• **TASK PROMPT**
According to the lung nodule abstract, how many chest CTs from the NLST trial were used to train the deep residual CNN?

• **EXTRACT**

···

European Congress of Radiology 2019

Opening the "Black Box": radiological insights into a deep neural network for lung nodule

Vasantha Kumar Venugopal, Kiran Vaidhya, Abhijith Chunduru, Vidur Mahajan, Murali Murugavel, Suthirth Vaidya, Digvijay Mahra, Akshay Rangasai, Harsh Mahajan

Evidence and Research

B-0912 - Opening the "Black Box": radiological insights into a deep neural network for lung nodule characterisation

Description

Abstract Presentation Number: B-0912

Purpose: To explain predictions of a deep residual convolutional network for characterization of lung nodule by analysing heat maps.


Methods and Materials: A 20-layer deep residual CNN was trained on 1245 chest CTs from NLST trial to predict the malignancy risk of a nodule. We used occlusion to systematically block regions of a nodule and map drops in malignancy risk score to generate clinical attribution heatmaps on 160 nodules from LIDC-IDRI dataset, which were analysed by a thoracic radiologist. The features were described as heat inside nodule (IH) - bright areas inside nodule, peripheral heat (PH) - continuous/interrupted bright areas along nodule contours, heat in adjacent plane(AH) - brightness in scan planes juxtaposed with the nodule, satellite heat (SH) - a smaller bright spot in proximity to nodule in the same scan plane, heat map larger than nodule (LH) - bright areas corresponding to the shape of the nodule seen outside the nodule margins and heat in calcification (CH).


Results: These six features were assigned binary values. This feature vector was fed into a standard J48 decision tree with tenfold cross-validation, which gave an 85% weighted classification accuracy with a 77.8%TP rate, 8% FP rate for benign cases and 91.8% TP and 22.2%FP rates for malignant cases. IH was more frequently observed in nodules classified as malignant whereas PH, AH, and SH were more commonly seen in nodules classified as benign.


Conclusion: We discuss the potential ability of a radiologist to visually parse the deep learning algorithm-generated 'heat map' to identify features aiding classification.

···

• **DATASET RECORDS**
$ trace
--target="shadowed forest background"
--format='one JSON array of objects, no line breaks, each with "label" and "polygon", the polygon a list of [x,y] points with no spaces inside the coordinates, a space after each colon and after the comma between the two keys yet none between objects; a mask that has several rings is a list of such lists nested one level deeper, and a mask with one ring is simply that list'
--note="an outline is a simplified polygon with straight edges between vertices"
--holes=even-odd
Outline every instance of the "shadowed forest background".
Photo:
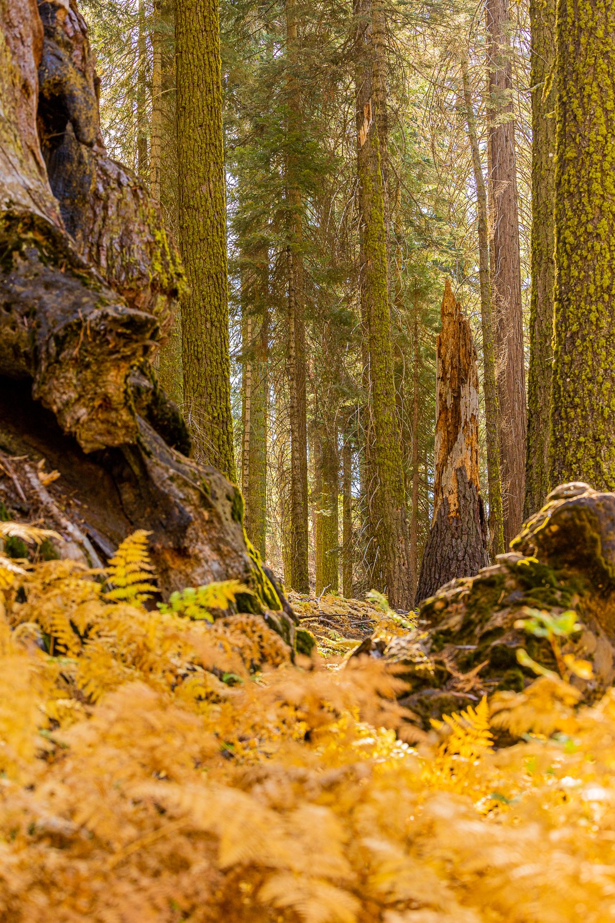
[{"label": "shadowed forest background", "polygon": [[[89,3],[84,12],[107,146],[160,198],[179,241],[172,5]],[[219,15],[230,402],[248,535],[288,587],[361,596],[373,585],[408,608],[433,514],[435,338],[446,278],[479,346],[480,485],[491,510],[491,550],[503,551],[517,533],[524,503],[534,512],[547,493],[550,356],[544,354],[550,332],[530,321],[529,9],[231,4]],[[554,9],[539,16],[545,28],[554,26],[548,21]],[[534,66],[548,74],[552,39],[537,41]],[[355,93],[357,81],[365,82],[366,62],[375,68],[370,82],[380,107],[379,243],[390,324],[386,312],[377,318],[377,304],[371,322],[368,317],[373,295],[366,290],[373,282],[356,150],[362,103]],[[539,78],[535,74],[534,95],[545,114],[538,135],[545,152],[536,182],[538,197],[549,198],[554,98],[543,94]],[[206,120],[207,103],[205,95],[197,101]],[[482,199],[481,186],[488,191]],[[552,283],[549,224],[540,228],[543,249],[535,242],[537,282],[545,291],[545,275]],[[489,267],[490,250],[485,281],[480,258]],[[207,292],[201,297],[207,306]],[[540,315],[550,306],[552,314],[548,294],[534,297]],[[531,330],[534,430],[526,499]],[[182,337],[176,321],[160,355],[160,381],[183,408],[197,453],[231,471],[202,402],[203,389],[211,390],[207,380],[224,369],[207,349],[193,369],[197,348],[186,343],[193,331],[184,330],[183,375]],[[374,401],[381,388],[384,406]],[[387,557],[399,560],[396,569]]]},{"label": "shadowed forest background", "polygon": [[615,918],[615,6],[0,0],[2,923]]}]

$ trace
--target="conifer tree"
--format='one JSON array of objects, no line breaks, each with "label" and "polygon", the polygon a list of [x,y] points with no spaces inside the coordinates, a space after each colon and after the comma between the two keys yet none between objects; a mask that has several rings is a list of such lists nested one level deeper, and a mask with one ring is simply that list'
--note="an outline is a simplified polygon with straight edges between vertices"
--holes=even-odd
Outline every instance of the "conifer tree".
[{"label": "conifer tree", "polygon": [[518,191],[508,0],[488,0],[491,297],[495,307],[504,545],[521,527],[526,468],[526,376]]},{"label": "conifer tree", "polygon": [[[371,424],[368,504],[371,531],[372,578],[386,591],[389,603],[409,607],[409,573],[406,491],[396,415],[391,315],[388,294],[387,229],[376,95],[374,48],[370,0],[355,0],[355,93],[357,118],[357,174],[361,221],[361,302],[367,335]],[[372,428],[372,427],[370,427]],[[371,439],[372,433],[368,438]]]},{"label": "conifer tree", "polygon": [[532,301],[524,517],[549,493],[555,283],[556,0],[530,0],[532,88]]},{"label": "conifer tree", "polygon": [[301,98],[298,83],[298,23],[295,0],[286,0],[286,42],[289,74],[286,151],[286,246],[289,330],[289,390],[290,395],[290,581],[298,593],[308,593],[307,397],[305,356],[305,288],[302,252],[302,190],[298,182],[296,147],[301,141]]},{"label": "conifer tree", "polygon": [[615,490],[615,7],[559,0],[550,486]]},{"label": "conifer tree", "polygon": [[479,225],[479,282],[480,285],[480,327],[482,331],[483,390],[485,394],[485,429],[487,442],[487,482],[489,492],[489,527],[491,554],[504,551],[502,509],[502,479],[500,474],[500,413],[495,378],[495,342],[491,286],[489,265],[489,217],[487,190],[482,174],[480,151],[477,137],[476,117],[467,73],[466,56],[461,61],[467,138],[472,155],[472,169],[477,191]]},{"label": "conifer tree", "polygon": [[235,480],[217,0],[175,0],[183,407],[196,457]]}]

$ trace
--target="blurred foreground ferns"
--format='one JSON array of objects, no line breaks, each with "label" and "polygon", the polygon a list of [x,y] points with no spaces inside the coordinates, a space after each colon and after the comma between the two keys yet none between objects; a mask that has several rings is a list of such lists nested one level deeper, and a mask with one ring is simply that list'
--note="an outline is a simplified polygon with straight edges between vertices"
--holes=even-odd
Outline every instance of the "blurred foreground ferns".
[{"label": "blurred foreground ferns", "polygon": [[107,574],[0,560],[2,920],[612,919],[612,691],[542,676],[425,735],[382,662],[147,611],[146,538]]}]

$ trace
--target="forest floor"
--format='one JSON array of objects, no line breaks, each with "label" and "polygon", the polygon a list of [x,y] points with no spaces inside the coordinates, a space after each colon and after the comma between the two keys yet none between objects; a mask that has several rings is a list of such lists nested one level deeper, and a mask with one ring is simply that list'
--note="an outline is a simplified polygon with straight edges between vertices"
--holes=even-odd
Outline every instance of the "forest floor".
[{"label": "forest floor", "polygon": [[289,601],[316,639],[324,657],[344,655],[358,647],[377,628],[382,611],[373,603],[326,594],[304,595],[290,592]]}]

···

• **RESULT FOR THIS EXERCISE**
1245 chest CTs.